WORK ORDER 1
According to the essay below on federal budget deficits, in how many years since 1940 was the federal budget not in deficit?
WORK ORDER 2
Please extend the essay on federal budget deficits, picking up right after its final sentence about Medicare and the PPACA.

Sunday, December 7, 2014

Why Is the Federal Budget Chronically in Deficit?

    The federal government budget of the United States is chronically in deficit.  Almost unimaginably, the federal deficit topped $1 trillion in each of the years 2009-2012.  Total federal debt tops $17 trillion.  Promised federal spending for Social Security and Medicare exceeds projected tax collections by more than $100 trillion!  Since 1940, the federal budget was not in deficit in only eight years.  And in those years of surplus, highly questionable accounting was usually involved.


1)  Why is the federal budget typically in deficit?
2)  What are the real costs and consequences of federal budget deficits?
3)  What could be done to stop systematic deficits and ever-expanding federal debt?


     Democracy, combined with the political institution of majority rule (let's call it MRD for short), has a built-in flaw.  Under MRD, small minorities with much to gain get their way against large majorities with only a little to lose.  The problem is large, concentrated benefits combined with small, dispersed costs.  For example, wheat farmers in Kansas, who each have thousands of dollars in benefits to gain from a wheat price support program, will lobby loud and long for the program, but each of the rest of us, who each have only pennies to lose if wheat support programs become law, will scarcely pay attention at all.  Each of the rest of us won't spend our scarce time and money to fight the farm bill handout to wheat farmers, funded by federal expenditures.  And so it goes with every special interest. 
 
     Politicians prosper and get reelected by handing out benefits to supporters who finance campaigns.  A wheat farmer in Kansas has every incentive to donate $1,000 to reelect a politician who will vote for wheat price support.  Each of the rest of us are quite unwilling to donate $1,000 to elect a politician who will vote against the program. 

     Politicians also prosper and get reelected by voting for laws and policies that produce highly visible short run benefits, but generate costs that are mostly invisible, dispersed across millions of citizens, and deferred to the distant future.  The most obvious and largest examples of this phenomenon is Medicare and the evolving PPACA (a.k.a., Obamacare).

Segmentation mask data
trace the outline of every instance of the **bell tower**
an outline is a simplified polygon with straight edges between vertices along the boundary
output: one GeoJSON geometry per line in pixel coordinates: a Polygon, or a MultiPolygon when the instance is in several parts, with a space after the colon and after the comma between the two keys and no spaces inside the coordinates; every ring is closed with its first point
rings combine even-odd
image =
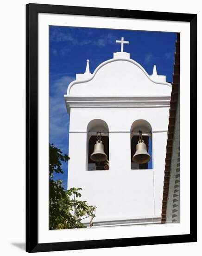
{"type": "Polygon", "coordinates": [[[116,42],[120,52],[92,74],[87,60],[64,95],[68,188],[97,207],[94,226],[160,223],[171,84],[130,59],[128,41],[116,42]]]}

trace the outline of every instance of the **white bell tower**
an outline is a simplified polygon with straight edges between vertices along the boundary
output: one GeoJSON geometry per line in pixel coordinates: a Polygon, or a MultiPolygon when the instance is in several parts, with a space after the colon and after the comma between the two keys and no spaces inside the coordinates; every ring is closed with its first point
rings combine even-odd
{"type": "Polygon", "coordinates": [[[86,72],[76,74],[64,95],[70,114],[68,188],[82,188],[82,200],[97,207],[94,226],[160,222],[171,84],[155,66],[149,75],[131,59],[123,51],[129,42],[116,42],[121,51],[93,74],[87,60],[86,72]],[[139,130],[152,168],[132,162],[139,130]],[[97,132],[108,168],[90,160],[97,132]]]}

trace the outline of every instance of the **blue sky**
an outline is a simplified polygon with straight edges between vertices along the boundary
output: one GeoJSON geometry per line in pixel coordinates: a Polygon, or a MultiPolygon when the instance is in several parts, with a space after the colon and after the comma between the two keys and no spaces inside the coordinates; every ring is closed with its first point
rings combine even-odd
{"type": "MultiPolygon", "coordinates": [[[[49,86],[50,142],[68,154],[69,116],[63,95],[76,73],[85,72],[86,60],[93,73],[101,62],[120,51],[116,40],[129,41],[124,51],[143,67],[149,74],[157,66],[158,74],[171,82],[176,34],[101,28],[50,26],[49,86]]],[[[71,157],[71,156],[69,156],[71,157]]],[[[63,164],[64,174],[55,175],[63,180],[67,188],[68,164],[63,164]]]]}

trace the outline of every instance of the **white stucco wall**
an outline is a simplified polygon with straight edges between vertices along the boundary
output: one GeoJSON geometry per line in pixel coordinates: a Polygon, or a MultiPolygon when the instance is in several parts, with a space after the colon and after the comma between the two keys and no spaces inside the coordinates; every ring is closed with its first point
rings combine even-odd
{"type": "Polygon", "coordinates": [[[168,108],[71,109],[68,186],[82,188],[82,199],[97,207],[95,221],[160,216],[168,115],[168,108]],[[86,170],[86,131],[95,119],[109,127],[109,170],[86,170]],[[139,119],[153,131],[152,170],[131,169],[130,129],[139,119]]]}
{"type": "Polygon", "coordinates": [[[82,188],[82,199],[97,207],[94,221],[160,217],[170,85],[117,57],[71,83],[65,95],[70,113],[68,187],[82,188]],[[87,130],[94,119],[108,127],[108,170],[87,170],[87,130]],[[131,169],[130,131],[139,119],[152,128],[152,170],[131,169]]]}

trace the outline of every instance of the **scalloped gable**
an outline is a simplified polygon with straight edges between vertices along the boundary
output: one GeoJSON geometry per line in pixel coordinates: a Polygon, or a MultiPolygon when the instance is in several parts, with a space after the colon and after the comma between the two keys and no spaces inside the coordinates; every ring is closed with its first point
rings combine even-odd
{"type": "Polygon", "coordinates": [[[90,78],[69,85],[69,96],[170,96],[171,85],[157,81],[131,59],[112,59],[100,64],[90,78]]]}

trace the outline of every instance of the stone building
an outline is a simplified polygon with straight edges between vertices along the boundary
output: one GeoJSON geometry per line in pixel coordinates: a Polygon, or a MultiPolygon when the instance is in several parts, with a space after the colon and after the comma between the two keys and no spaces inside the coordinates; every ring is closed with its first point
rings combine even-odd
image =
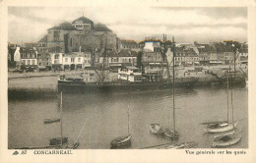
{"type": "Polygon", "coordinates": [[[38,42],[38,49],[59,46],[62,52],[71,53],[92,49],[116,49],[116,34],[102,24],[81,17],[72,22],[64,22],[48,28],[47,34],[38,42]]]}

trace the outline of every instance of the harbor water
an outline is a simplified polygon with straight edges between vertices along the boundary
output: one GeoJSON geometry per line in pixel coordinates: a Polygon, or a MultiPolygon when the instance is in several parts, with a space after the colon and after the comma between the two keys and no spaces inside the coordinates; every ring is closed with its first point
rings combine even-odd
{"type": "MultiPolygon", "coordinates": [[[[44,119],[60,116],[60,95],[56,92],[56,77],[9,82],[10,149],[47,146],[50,138],[60,136],[59,122],[43,124],[44,119]],[[26,84],[29,81],[37,84],[26,84]]],[[[248,89],[245,85],[240,85],[232,87],[231,90],[233,117],[234,120],[241,120],[236,132],[241,133],[242,139],[229,147],[247,148],[248,89]]],[[[205,126],[200,123],[226,120],[226,96],[224,85],[175,89],[176,131],[180,134],[178,142],[197,141],[197,148],[210,148],[216,135],[206,134],[203,130],[205,126]]],[[[75,141],[81,132],[78,148],[108,149],[113,138],[128,134],[129,126],[132,135],[130,148],[138,149],[166,143],[170,139],[150,133],[150,124],[159,123],[162,127],[173,127],[172,100],[171,89],[138,90],[129,93],[63,94],[63,136],[75,141]]],[[[231,121],[231,103],[229,120],[231,121]]]]}

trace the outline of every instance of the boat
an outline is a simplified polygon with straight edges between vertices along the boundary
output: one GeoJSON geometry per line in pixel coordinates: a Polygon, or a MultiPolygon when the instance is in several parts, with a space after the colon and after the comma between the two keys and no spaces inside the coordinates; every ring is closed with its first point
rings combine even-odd
{"type": "MultiPolygon", "coordinates": [[[[152,147],[147,147],[147,148],[158,148],[158,149],[170,149],[170,148],[175,148],[175,149],[179,149],[179,148],[191,148],[197,145],[197,142],[191,141],[191,142],[182,142],[182,143],[176,143],[176,141],[179,139],[180,135],[176,132],[176,128],[175,128],[175,42],[174,42],[174,38],[172,37],[172,46],[173,46],[173,55],[172,55],[172,64],[173,64],[173,68],[172,68],[172,114],[173,114],[173,129],[170,128],[165,128],[164,129],[164,136],[169,137],[172,141],[170,143],[166,143],[163,145],[156,145],[156,146],[152,146],[152,147]]],[[[167,68],[169,68],[168,63],[167,63],[167,68]]],[[[168,71],[167,71],[168,72],[168,71]]],[[[170,80],[170,75],[168,72],[168,79],[170,80]]]]}
{"type": "MultiPolygon", "coordinates": [[[[185,77],[175,80],[176,87],[191,87],[197,83],[198,79],[194,77],[185,77]]],[[[63,92],[119,92],[119,91],[135,91],[135,90],[151,90],[151,89],[167,89],[171,88],[172,82],[167,81],[159,82],[87,82],[84,78],[65,78],[58,79],[58,91],[63,92]]]]}
{"type": "Polygon", "coordinates": [[[205,128],[204,130],[207,133],[212,133],[212,134],[223,133],[223,132],[230,131],[233,128],[236,128],[237,125],[238,125],[238,121],[234,122],[234,124],[227,123],[227,122],[214,123],[214,124],[208,124],[207,128],[205,128]]]}
{"type": "Polygon", "coordinates": [[[114,138],[111,141],[111,149],[122,148],[122,147],[124,148],[124,147],[131,146],[131,138],[132,138],[131,135],[118,136],[118,137],[114,138]]]}
{"type": "MultiPolygon", "coordinates": [[[[63,100],[62,98],[63,98],[62,92],[60,92],[60,118],[59,119],[57,119],[57,118],[56,119],[48,119],[46,121],[47,123],[60,121],[60,137],[50,138],[49,139],[49,142],[50,142],[49,145],[55,146],[55,148],[58,148],[58,149],[76,149],[79,146],[79,142],[77,142],[77,140],[76,140],[74,143],[69,143],[68,137],[64,137],[62,136],[62,100],[63,100]]],[[[84,124],[84,126],[85,126],[85,124],[84,124]]],[[[83,129],[84,129],[84,126],[83,126],[83,129]]]]}
{"type": "MultiPolygon", "coordinates": [[[[230,69],[230,66],[229,66],[229,69],[230,69]]],[[[229,74],[229,69],[228,69],[228,72],[227,74],[229,74]]],[[[205,132],[207,133],[212,133],[212,134],[215,134],[215,133],[223,133],[223,132],[227,132],[227,131],[230,131],[230,130],[233,130],[234,128],[236,128],[236,126],[238,125],[238,121],[236,122],[233,122],[233,123],[230,123],[228,122],[228,118],[229,118],[229,115],[228,115],[228,110],[229,110],[229,101],[228,101],[228,98],[229,98],[229,75],[226,76],[226,111],[227,111],[227,114],[226,114],[226,121],[216,121],[216,122],[209,122],[209,123],[203,123],[203,124],[206,124],[206,128],[204,129],[205,132]]]]}
{"type": "Polygon", "coordinates": [[[63,143],[67,143],[68,137],[62,137],[62,141],[61,141],[61,137],[51,138],[49,139],[49,141],[50,141],[50,145],[60,145],[63,143]]]}
{"type": "Polygon", "coordinates": [[[114,138],[110,142],[110,149],[128,148],[128,147],[131,146],[132,136],[131,136],[130,130],[129,130],[130,129],[129,128],[129,107],[128,107],[127,115],[128,115],[128,118],[127,118],[127,120],[128,120],[128,135],[114,138]]]}
{"type": "MultiPolygon", "coordinates": [[[[106,46],[106,45],[105,45],[106,46]]],[[[87,82],[87,79],[80,75],[79,77],[65,77],[60,76],[58,79],[58,91],[62,92],[97,92],[97,91],[137,91],[137,90],[149,90],[149,89],[166,89],[171,88],[174,84],[169,82],[169,80],[163,80],[161,78],[158,81],[152,81],[150,79],[146,80],[147,75],[142,74],[141,70],[136,67],[122,67],[118,70],[118,81],[116,82],[106,82],[105,81],[105,61],[106,58],[106,48],[104,48],[104,57],[102,66],[98,69],[94,69],[96,77],[97,80],[96,82],[87,82]],[[131,69],[132,73],[121,72],[122,69],[131,69]],[[127,77],[123,77],[122,75],[127,77]],[[131,78],[128,78],[131,77],[131,78]],[[135,77],[139,77],[135,81],[135,77]],[[140,80],[138,80],[140,79],[140,80]],[[144,79],[144,80],[143,80],[144,79]]],[[[167,71],[168,72],[168,71],[167,71]]],[[[194,83],[198,82],[198,78],[194,77],[182,77],[175,79],[175,86],[177,87],[191,87],[194,83]]]]}
{"type": "Polygon", "coordinates": [[[169,128],[166,128],[164,130],[164,136],[166,136],[170,138],[176,138],[176,139],[178,139],[178,137],[179,137],[179,134],[176,131],[174,132],[174,130],[169,129],[169,128]],[[174,135],[174,133],[175,133],[175,135],[174,135]]]}
{"type": "Polygon", "coordinates": [[[59,118],[52,118],[52,119],[43,120],[44,124],[50,124],[50,123],[54,123],[54,122],[60,122],[60,119],[59,118]]]}
{"type": "Polygon", "coordinates": [[[215,138],[212,146],[213,147],[224,147],[224,146],[230,146],[237,142],[239,142],[242,138],[242,136],[239,135],[229,135],[229,136],[219,136],[215,138]]]}
{"type": "Polygon", "coordinates": [[[150,132],[155,135],[163,135],[164,130],[162,127],[160,126],[160,124],[153,123],[150,126],[150,132]]]}
{"type": "MultiPolygon", "coordinates": [[[[229,75],[229,74],[228,74],[229,75]]],[[[228,91],[228,75],[227,75],[227,91],[228,91]]],[[[233,121],[233,100],[232,100],[232,89],[231,91],[231,109],[232,109],[232,132],[228,134],[224,134],[221,136],[216,136],[214,138],[214,142],[212,143],[212,147],[224,147],[230,146],[238,143],[241,138],[241,134],[235,134],[235,122],[233,121]]]]}

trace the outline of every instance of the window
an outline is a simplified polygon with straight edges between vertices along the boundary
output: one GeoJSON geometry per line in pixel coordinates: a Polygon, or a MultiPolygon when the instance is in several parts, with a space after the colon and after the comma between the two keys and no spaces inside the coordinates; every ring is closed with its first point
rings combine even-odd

TASK RESPONSE 1
Eight years.

TASK RESPONSE 2
     Federal expenditures can be financed in just three ways: taxes, borrowing, and money creation.  Politicians' propensity to favor borrowing and money creation is no mystery.  By the way, borrowing is deferred taxes; money creation is the most insidious, least visible, and most widely dispersed form of taxing.  Pernicious and growing federal debt—in America and around the world—really poses no mystery at all.

     The real costs and consequences of ever-rising federal debt are ever-growing command of scarce resources by a small number of politicians instead of by a large number of private individuals.  In EconoBlast, we have often discussed how voluntary exchange (a.k.a., free markets), generate prosperity and social coordination.  We have also learned how centralized control of scarce resources generates concentrated benefits, dispersed costs, and prosperity for special interest minorities. 

     Systematic federal deficits and ever-expanding federal debt could be stopped.  I offer four proposals that would end the problem.  First, the political institution of MRD could be replaced with SMRD—super majority rule democracy.  SMRD would require that no law could be passed by Congress without a 4/5ths majority.  Second, we could prohibit individuals from serving more than a single term in Congress.  Third, we could give Congress a budget constraint, stipulating that the federal government cannot spend more than 20% of the average of the most recent three years nominal GDP. Fourth, we could end creation of new money under the direction of just seven people—the Board of Governors of the Federal Reserve, replacing discretionary monetary policy with a money growth rule.

      With SMRD, very few if any laws could be passed that concentrate benefits on small minorities, but disperse costs across the rest of us.  With single-term members of Congress, special interest groups would lose their incentive to finance campaigns for politicians who promise to butter the bread of the special interest group.  With a federal budget constraint tied to GDP, politicians would have to make choices about how to spend tax dollars, instead of deferring taxes with debt and money creation.  Finally, with a monetary growth rule, the growth rate of the money supply would be limited to a rate that makes inflation impossible and promotes wide-spread social cooperation based on knowledge instead of deception.

     If we the people do not have the persistence to insist on fundamental changes, such as the four proposed above, we should stop complaining and just get used to federal deficit spending with no end in sight.  Each and everyone of us can enforce term limits simply by not voting for an incumbent politician, regardless of who it is.  It's a start.  

     The other three fundamental changes I propose would require the help of Congress, and perhaps even constitutional amendments.  But politicians who will serve but a single term might just become statesmen, instead of career practitioners of cronyism.  It's worth a try.